Collected data entries:
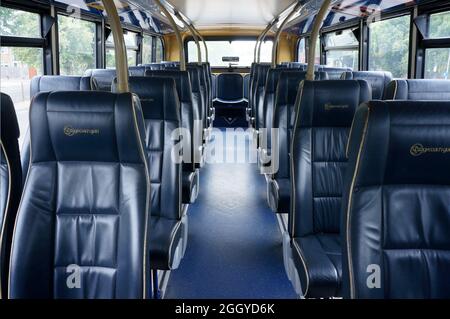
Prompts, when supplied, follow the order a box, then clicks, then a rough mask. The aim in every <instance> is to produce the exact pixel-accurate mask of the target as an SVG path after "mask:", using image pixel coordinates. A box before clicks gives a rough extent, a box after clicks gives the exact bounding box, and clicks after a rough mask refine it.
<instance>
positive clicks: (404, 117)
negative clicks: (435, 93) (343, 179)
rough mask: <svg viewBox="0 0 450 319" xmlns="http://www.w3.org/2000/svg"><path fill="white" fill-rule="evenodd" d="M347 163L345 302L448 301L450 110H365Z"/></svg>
mask: <svg viewBox="0 0 450 319" xmlns="http://www.w3.org/2000/svg"><path fill="white" fill-rule="evenodd" d="M348 156H349V166H348V172H347V176H346V190H345V196H344V205H343V209H342V211H343V215H344V218H343V227H344V230H345V231H343V236H342V240H343V247H344V254H343V261H344V263H343V284H344V296H346V297H351V298H377V299H378V298H450V286H449V282H450V274H449V272H448V269H449V268H450V236H449V233H448V230H449V228H450V170H449V169H448V163H449V161H450V102H448V101H447V102H438V101H418V102H412V101H372V102H370V103H368V104H365V105H362V106H360V107H359V108H358V111H357V113H356V116H355V120H354V124H353V129H352V132H351V139H350V142H349V150H348ZM344 243H345V244H344Z"/></svg>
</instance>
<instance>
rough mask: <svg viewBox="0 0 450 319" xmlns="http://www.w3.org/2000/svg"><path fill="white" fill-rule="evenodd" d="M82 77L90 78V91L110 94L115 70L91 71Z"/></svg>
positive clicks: (100, 70)
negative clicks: (91, 80) (88, 77)
mask: <svg viewBox="0 0 450 319" xmlns="http://www.w3.org/2000/svg"><path fill="white" fill-rule="evenodd" d="M84 76H90V77H91V78H92V81H91V82H92V89H93V90H95V91H106V92H111V85H112V81H113V80H114V78H115V77H116V70H115V69H91V70H87V71H86V73H85V74H84Z"/></svg>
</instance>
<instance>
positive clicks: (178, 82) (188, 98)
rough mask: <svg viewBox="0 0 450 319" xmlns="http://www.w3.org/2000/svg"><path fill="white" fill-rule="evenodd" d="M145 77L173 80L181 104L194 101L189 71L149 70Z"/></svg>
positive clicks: (145, 71)
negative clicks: (176, 89) (156, 77)
mask: <svg viewBox="0 0 450 319" xmlns="http://www.w3.org/2000/svg"><path fill="white" fill-rule="evenodd" d="M145 76H150V77H163V78H172V79H174V80H175V84H176V86H177V93H178V97H179V98H180V101H181V102H191V101H192V89H191V81H190V78H189V73H188V71H175V70H147V71H145Z"/></svg>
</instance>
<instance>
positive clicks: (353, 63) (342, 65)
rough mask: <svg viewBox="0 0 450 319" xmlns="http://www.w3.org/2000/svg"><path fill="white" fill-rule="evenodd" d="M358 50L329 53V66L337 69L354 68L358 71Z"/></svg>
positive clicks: (328, 60)
mask: <svg viewBox="0 0 450 319" xmlns="http://www.w3.org/2000/svg"><path fill="white" fill-rule="evenodd" d="M358 58H359V54H358V50H330V51H327V65H328V66H330V67H336V68H352V69H353V70H358V65H359V59H358Z"/></svg>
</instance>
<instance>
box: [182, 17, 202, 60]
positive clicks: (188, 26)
mask: <svg viewBox="0 0 450 319" xmlns="http://www.w3.org/2000/svg"><path fill="white" fill-rule="evenodd" d="M175 16H176V17H177V18H178V19H179V20H180V21H181V22H183V24H184V25H185V26H186V27H187V28H188V29H189V32H190V33H191V34H192V37H193V38H194V42H195V44H196V45H197V57H198V63H200V64H201V63H202V49H201V48H200V42H199V41H198V37H197V35H196V34H195V31H194V29H193V27H192V26H191V25H190V24H189V23H187V22H186V21H185V20H184V19H183V17H182V16H181V14H180V13H179V12H178V11H175Z"/></svg>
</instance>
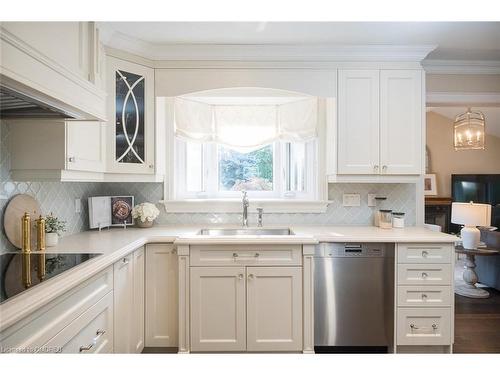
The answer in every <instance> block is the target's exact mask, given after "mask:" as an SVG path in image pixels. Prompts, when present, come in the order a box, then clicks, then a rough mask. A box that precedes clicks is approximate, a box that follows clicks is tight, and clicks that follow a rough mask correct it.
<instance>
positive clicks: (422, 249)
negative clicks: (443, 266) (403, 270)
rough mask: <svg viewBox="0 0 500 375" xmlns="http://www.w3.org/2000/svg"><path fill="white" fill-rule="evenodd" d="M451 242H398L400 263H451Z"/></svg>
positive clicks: (451, 251)
mask: <svg viewBox="0 0 500 375" xmlns="http://www.w3.org/2000/svg"><path fill="white" fill-rule="evenodd" d="M452 253H453V249H452V246H451V245H449V244H398V263H451V255H452Z"/></svg>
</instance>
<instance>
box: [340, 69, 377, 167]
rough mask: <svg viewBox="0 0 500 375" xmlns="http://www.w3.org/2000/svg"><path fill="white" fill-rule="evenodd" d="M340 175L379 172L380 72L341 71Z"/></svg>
mask: <svg viewBox="0 0 500 375" xmlns="http://www.w3.org/2000/svg"><path fill="white" fill-rule="evenodd" d="M338 85H339V86H338V104H339V109H338V110H339V114H338V115H339V121H338V164H337V170H338V173H339V174H378V173H379V71H378V70H339V79H338Z"/></svg>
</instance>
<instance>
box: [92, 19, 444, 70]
mask: <svg viewBox="0 0 500 375" xmlns="http://www.w3.org/2000/svg"><path fill="white" fill-rule="evenodd" d="M101 27H102V26H101ZM101 40H102V41H103V43H104V44H105V45H106V46H107V47H111V48H114V49H118V50H123V51H126V52H128V53H131V54H134V55H138V56H141V57H143V58H146V59H150V60H174V61H178V60H187V61H189V60H202V61H242V60H244V61H290V60H292V61H417V62H420V61H422V60H423V59H425V57H426V56H427V55H428V54H429V53H430V52H431V51H433V50H434V49H435V48H436V46H435V45H413V46H407V45H328V44H321V45H320V44H317V45H312V44H310V45H304V44H302V45H292V44H286V45H285V44H274V45H271V44H260V45H254V44H153V43H149V42H146V41H143V40H139V39H135V38H132V37H130V36H128V35H125V34H123V33H120V32H117V31H114V30H112V29H109V28H106V27H103V28H102V30H101Z"/></svg>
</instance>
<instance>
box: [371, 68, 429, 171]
mask: <svg viewBox="0 0 500 375" xmlns="http://www.w3.org/2000/svg"><path fill="white" fill-rule="evenodd" d="M422 128H423V124H422V72H421V71H420V70H382V71H381V72H380V173H382V174H421V173H423V170H422V155H423V147H422Z"/></svg>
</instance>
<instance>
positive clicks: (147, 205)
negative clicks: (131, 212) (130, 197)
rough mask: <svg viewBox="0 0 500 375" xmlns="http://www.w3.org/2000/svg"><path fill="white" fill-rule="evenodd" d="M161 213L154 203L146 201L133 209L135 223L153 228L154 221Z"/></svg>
mask: <svg viewBox="0 0 500 375" xmlns="http://www.w3.org/2000/svg"><path fill="white" fill-rule="evenodd" d="M159 214H160V210H158V208H156V206H155V205H154V204H153V203H149V202H145V203H141V204H138V205H137V206H135V207H134V208H133V210H132V217H133V218H134V220H135V225H136V226H138V227H139V228H151V227H152V226H153V221H154V220H155V219H156V218H157V217H158V215H159Z"/></svg>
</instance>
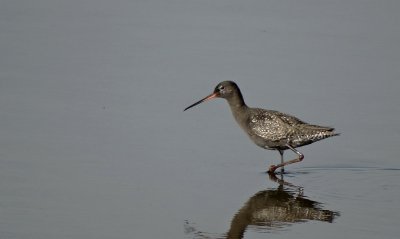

__GOAL OF THE EXERCISE__.
Before answering, find the line with "negative clicks: (435, 93) (343, 179)" in the records above; then reproduce exactly each line from the first through that line, leaving out pictures.

__WRITTEN SOLUTION__.
Prompts, when supplied, follow the order a box, then clicks, then a rough mask. The aim in every <instance> is to produce the exact pixel-accurate mask of the target as an SVG path after "mask:", using image pixel coordinates. A box before clicks gives a rough extent, a box after clicks gives the exact bounding box, and clicks after a rough mask refine it.
<instance>
positive clicks: (404, 117)
negative clicks: (435, 93) (343, 179)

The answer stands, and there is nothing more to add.